# WHAT THE TASK ASKS:
Put every line of the data into a JSON list of strings, one string per line, leaving out blank lines.

# Stored dataset entries:
begin

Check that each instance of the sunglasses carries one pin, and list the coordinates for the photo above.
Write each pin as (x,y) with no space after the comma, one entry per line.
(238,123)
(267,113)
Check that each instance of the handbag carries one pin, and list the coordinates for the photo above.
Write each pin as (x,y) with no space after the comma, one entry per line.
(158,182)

end

# RESULT FOR THIS TASK:
[
  "Check that each instance of the sunglasses carries one pin, and list the coordinates for the photo above.",
  "Write each pin as (x,y) with no space after the comma, one entry per line.",
  "(238,123)",
  "(267,113)",
  "Check that each instance of the handbag carries one pin, and list the coordinates for the photo above.",
  "Write each pin as (x,y) with no space after the comma, one entry per line.",
  "(158,182)"
]